Obiettivo:
Per favore, riporta sotto forma di elenco numerato le righe delle voci a partire da quella che contiene "Find the **blue-green" e fino a quella che contiene "[[[0,54],[21,45],[20,37],[13,32],[9,18],[16,8],[12,0],[0,0]]]", entrambe comprese, tralasciando le righe vuote.

>>>>

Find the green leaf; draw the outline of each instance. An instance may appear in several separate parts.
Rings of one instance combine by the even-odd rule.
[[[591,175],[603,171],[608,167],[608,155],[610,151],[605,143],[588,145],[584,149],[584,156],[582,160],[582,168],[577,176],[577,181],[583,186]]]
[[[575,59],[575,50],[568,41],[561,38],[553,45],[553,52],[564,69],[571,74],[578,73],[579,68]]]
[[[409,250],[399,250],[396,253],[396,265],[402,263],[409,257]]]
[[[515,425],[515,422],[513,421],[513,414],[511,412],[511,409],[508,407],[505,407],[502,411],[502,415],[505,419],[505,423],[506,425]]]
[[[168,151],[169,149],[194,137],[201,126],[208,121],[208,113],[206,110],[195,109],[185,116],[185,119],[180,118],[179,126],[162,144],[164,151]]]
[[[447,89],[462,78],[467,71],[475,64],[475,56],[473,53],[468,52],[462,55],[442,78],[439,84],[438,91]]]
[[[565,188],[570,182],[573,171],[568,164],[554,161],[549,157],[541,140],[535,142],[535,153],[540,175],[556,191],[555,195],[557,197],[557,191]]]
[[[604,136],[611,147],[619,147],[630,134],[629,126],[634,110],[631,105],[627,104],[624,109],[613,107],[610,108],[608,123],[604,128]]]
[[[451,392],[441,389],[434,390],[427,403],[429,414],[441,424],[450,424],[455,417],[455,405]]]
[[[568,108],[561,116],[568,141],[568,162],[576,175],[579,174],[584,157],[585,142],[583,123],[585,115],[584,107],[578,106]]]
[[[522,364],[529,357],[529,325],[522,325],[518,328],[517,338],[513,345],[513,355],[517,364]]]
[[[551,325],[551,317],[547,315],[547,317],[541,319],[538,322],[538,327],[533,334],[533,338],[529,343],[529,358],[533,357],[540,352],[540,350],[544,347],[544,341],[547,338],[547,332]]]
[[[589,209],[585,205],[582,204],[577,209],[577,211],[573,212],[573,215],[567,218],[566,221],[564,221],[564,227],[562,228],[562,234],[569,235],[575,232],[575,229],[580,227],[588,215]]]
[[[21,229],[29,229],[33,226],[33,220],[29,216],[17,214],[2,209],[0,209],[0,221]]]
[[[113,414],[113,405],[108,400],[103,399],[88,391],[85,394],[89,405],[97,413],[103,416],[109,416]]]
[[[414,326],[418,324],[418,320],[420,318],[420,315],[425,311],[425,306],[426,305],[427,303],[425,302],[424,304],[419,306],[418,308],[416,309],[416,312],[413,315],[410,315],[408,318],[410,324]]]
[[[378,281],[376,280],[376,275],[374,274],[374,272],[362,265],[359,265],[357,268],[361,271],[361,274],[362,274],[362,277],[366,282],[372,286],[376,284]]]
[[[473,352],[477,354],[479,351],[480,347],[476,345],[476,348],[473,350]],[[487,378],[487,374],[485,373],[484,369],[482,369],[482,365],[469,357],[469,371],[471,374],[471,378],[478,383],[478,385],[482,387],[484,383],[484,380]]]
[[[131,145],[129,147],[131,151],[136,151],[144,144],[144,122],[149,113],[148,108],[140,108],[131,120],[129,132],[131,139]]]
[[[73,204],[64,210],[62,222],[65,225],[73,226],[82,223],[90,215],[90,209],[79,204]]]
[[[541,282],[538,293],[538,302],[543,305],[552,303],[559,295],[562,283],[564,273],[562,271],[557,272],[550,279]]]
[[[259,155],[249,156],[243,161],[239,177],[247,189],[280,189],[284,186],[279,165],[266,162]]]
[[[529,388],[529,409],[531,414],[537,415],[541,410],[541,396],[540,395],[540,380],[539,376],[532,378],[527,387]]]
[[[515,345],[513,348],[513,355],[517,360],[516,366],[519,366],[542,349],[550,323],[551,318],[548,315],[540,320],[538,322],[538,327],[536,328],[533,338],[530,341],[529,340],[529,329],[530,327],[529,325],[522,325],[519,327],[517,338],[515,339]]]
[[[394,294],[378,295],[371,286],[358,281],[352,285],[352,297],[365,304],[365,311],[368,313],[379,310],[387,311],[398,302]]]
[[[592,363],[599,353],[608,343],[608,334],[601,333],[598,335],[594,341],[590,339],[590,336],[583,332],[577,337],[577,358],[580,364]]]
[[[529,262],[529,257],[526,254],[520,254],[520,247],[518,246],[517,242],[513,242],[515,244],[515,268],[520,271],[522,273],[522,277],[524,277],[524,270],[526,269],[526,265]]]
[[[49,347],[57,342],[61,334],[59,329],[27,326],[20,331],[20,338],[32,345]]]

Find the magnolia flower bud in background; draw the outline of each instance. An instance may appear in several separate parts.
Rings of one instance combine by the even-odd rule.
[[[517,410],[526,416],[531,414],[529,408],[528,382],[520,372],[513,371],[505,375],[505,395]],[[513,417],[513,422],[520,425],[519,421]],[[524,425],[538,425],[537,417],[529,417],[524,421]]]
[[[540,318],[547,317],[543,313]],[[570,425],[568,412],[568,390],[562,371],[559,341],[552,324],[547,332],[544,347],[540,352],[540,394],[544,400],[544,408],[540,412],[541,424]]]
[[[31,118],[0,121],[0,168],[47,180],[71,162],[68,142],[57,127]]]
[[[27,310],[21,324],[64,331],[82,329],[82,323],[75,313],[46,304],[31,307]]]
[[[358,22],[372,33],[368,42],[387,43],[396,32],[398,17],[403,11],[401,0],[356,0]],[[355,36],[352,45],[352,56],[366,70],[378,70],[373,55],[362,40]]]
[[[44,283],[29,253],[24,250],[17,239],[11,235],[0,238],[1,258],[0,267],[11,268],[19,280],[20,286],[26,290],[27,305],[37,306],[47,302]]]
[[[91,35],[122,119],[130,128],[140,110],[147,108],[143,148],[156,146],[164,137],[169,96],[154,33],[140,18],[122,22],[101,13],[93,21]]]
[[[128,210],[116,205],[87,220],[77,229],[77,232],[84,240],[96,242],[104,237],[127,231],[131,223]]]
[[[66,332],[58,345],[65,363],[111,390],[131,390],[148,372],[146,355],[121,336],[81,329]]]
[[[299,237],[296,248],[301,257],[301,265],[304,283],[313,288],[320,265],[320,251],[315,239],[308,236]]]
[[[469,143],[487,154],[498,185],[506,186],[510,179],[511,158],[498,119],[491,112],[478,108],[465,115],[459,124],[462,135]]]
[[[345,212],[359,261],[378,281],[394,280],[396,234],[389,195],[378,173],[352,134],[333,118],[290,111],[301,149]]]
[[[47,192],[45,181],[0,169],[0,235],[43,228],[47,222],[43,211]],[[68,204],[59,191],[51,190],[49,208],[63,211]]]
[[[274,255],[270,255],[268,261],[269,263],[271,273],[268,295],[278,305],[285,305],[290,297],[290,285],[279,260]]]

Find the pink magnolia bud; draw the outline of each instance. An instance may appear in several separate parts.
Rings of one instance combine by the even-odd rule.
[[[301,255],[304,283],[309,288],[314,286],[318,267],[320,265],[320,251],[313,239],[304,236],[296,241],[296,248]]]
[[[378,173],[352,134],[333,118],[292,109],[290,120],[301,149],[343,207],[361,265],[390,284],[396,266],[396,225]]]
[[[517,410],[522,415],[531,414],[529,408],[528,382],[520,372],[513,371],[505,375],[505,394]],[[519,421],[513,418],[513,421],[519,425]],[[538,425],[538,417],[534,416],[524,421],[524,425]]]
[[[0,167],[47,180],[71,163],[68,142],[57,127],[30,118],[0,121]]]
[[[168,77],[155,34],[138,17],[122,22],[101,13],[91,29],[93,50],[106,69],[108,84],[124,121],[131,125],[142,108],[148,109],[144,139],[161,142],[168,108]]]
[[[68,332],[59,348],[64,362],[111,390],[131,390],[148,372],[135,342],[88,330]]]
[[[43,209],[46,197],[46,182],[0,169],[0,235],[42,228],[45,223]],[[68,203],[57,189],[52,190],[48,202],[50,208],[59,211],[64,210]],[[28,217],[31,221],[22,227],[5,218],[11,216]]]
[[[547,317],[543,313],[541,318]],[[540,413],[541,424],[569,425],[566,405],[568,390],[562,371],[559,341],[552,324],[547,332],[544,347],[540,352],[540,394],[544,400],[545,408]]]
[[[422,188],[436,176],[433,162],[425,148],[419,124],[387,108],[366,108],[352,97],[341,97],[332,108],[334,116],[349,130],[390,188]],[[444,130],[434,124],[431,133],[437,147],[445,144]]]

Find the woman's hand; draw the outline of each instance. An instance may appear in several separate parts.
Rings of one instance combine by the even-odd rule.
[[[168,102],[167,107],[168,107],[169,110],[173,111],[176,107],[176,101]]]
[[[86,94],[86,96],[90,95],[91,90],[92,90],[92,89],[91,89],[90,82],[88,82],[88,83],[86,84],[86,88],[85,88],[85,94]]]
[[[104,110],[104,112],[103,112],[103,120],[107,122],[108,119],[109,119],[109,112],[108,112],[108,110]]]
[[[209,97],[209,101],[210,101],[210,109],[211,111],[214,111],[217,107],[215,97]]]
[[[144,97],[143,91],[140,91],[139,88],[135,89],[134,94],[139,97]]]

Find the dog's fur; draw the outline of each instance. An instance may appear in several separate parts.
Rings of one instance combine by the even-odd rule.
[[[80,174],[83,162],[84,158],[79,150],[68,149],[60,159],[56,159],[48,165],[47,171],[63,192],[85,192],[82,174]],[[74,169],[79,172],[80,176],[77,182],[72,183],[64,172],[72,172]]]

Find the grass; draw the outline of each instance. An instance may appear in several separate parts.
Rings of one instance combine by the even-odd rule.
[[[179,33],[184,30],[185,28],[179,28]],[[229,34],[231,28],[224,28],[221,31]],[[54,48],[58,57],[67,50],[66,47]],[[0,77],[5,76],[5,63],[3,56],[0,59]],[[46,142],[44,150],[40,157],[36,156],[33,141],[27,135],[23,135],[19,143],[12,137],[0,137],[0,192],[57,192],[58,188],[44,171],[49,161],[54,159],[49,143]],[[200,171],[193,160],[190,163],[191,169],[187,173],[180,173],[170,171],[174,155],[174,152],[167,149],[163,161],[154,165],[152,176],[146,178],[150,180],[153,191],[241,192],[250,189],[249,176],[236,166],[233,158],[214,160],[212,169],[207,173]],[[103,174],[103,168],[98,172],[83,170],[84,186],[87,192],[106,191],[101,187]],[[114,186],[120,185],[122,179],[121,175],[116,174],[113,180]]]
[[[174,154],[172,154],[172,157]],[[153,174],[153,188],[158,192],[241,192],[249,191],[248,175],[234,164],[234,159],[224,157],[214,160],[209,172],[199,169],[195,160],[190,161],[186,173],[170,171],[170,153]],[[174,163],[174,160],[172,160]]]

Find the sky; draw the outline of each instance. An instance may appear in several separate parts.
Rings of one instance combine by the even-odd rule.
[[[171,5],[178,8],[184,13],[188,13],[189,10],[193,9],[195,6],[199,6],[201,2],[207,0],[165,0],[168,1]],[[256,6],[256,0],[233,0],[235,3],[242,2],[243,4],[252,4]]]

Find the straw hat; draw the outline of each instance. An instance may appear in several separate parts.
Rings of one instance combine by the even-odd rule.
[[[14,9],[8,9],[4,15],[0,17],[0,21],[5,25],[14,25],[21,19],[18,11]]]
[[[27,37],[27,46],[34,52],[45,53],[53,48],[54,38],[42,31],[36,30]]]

<<<<
>>>>

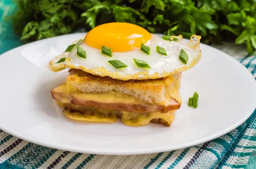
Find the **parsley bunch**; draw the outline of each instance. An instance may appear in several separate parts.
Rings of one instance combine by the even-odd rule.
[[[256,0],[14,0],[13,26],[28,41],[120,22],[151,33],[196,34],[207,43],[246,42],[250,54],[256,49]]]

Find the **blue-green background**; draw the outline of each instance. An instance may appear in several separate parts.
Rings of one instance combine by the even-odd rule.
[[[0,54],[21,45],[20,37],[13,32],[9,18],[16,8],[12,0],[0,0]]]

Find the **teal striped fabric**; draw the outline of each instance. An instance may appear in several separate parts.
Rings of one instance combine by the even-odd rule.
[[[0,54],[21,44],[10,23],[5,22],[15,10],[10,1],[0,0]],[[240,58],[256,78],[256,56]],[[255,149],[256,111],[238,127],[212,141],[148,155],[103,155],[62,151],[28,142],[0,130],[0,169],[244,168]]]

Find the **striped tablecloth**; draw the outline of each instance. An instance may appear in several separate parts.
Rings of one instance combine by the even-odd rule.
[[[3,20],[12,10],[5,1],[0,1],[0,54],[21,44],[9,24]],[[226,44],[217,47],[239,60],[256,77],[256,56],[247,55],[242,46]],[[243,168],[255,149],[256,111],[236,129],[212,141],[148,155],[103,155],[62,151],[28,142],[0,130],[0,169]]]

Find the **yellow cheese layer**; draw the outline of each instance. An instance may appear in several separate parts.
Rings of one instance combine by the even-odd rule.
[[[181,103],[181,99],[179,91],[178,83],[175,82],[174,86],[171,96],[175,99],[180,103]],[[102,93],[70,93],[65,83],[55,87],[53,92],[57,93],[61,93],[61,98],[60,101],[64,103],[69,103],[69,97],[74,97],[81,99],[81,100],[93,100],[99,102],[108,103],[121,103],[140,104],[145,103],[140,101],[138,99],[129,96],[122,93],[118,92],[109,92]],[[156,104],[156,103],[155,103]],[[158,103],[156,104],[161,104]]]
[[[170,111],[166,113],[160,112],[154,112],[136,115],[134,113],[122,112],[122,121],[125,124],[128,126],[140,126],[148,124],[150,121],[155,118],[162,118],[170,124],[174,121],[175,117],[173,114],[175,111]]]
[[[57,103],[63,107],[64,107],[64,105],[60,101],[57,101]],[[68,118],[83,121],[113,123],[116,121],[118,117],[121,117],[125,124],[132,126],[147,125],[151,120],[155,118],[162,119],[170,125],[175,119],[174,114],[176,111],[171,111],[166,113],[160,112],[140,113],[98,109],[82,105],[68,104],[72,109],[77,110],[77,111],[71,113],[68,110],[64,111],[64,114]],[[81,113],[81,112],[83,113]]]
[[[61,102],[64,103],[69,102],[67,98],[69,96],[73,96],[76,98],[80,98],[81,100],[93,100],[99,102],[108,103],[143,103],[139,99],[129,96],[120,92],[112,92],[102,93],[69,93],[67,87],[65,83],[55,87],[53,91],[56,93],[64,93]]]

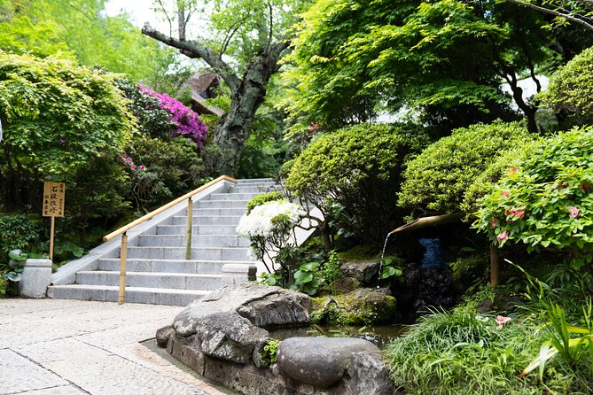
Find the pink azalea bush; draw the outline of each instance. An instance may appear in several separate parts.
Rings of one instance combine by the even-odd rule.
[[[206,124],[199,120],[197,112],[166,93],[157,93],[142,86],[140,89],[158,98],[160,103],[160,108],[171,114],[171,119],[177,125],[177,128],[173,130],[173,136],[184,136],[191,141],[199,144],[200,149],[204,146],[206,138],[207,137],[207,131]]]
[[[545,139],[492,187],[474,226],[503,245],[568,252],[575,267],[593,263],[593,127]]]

<<<<

Risultato dell'esercizio:
1. Find the **blue-green background**; draw the outline of each instance. An instance may appear in several separate parts.
2. Rings of one instance combine by the even-odd rule.
3. [[[0,54],[21,45],[20,37],[13,32],[9,18],[16,8],[12,0],[0,0]]]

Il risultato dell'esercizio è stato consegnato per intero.